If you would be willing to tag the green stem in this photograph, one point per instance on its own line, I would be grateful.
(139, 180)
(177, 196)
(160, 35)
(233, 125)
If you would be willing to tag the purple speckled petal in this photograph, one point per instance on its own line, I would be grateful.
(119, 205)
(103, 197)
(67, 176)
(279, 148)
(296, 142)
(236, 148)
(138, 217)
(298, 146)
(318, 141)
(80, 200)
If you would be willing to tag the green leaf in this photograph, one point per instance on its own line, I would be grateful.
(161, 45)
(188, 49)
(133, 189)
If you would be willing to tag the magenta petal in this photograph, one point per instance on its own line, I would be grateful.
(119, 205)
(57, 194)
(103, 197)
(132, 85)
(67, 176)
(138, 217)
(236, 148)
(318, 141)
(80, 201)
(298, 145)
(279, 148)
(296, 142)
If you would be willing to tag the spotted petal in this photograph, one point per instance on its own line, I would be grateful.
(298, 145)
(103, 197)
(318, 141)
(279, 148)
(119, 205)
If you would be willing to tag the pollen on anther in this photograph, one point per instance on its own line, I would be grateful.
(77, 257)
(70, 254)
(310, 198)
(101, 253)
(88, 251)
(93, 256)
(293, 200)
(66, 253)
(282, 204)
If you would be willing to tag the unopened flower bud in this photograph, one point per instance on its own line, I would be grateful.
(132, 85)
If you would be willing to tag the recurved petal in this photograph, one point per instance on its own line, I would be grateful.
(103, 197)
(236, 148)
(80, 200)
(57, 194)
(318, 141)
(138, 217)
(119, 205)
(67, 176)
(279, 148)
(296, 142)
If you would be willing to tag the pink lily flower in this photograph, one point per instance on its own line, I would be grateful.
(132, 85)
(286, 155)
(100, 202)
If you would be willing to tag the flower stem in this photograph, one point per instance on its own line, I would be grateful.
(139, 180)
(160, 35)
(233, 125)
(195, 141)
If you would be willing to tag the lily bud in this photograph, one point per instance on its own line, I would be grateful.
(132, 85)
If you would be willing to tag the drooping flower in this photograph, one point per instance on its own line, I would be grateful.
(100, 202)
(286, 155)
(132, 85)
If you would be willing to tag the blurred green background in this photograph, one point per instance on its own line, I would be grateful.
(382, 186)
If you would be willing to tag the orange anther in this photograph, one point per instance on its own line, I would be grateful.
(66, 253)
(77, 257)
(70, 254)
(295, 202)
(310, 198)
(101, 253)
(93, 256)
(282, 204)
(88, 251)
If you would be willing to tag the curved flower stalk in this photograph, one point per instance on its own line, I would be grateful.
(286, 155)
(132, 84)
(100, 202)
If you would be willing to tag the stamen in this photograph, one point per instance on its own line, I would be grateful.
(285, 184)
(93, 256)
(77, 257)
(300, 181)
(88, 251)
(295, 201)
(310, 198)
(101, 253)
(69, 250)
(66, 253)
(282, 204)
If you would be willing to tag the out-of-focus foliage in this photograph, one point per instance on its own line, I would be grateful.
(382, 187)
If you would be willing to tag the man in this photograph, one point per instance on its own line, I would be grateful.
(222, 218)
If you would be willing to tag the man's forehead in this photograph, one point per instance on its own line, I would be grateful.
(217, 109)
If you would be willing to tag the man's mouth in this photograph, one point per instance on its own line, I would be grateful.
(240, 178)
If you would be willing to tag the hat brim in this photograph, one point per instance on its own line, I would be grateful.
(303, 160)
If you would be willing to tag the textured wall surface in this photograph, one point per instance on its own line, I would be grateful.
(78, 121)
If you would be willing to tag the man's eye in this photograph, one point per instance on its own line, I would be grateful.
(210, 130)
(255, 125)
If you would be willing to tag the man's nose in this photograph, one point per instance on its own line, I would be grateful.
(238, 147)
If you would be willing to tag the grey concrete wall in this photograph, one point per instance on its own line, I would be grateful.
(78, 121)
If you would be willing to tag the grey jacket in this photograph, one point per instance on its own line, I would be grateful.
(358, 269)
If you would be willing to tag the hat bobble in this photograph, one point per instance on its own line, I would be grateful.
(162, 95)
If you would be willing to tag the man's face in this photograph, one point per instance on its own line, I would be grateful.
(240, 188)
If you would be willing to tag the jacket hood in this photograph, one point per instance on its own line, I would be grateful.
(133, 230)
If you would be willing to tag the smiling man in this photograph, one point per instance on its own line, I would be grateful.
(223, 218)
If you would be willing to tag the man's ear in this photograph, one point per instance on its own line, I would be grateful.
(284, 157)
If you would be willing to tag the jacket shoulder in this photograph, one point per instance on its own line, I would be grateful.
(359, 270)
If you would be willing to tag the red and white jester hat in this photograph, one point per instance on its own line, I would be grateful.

+--

■ **练习要求**
能否把从含有“If you would be willing to tag the jacket shoulder”的那一行起直到记录末尾的各行重新写一遍？请求句照原样保留，答案中的每个坐标数值都加上 -79。

■ **回答**
If you would be willing to tag the jacket shoulder in this photograph, one point per instance on its own line, I would be grateful.
(280, 191)
If you would be willing to tag the red and white jester hat in this photograph, one point per instance on its own line, I would be grateful.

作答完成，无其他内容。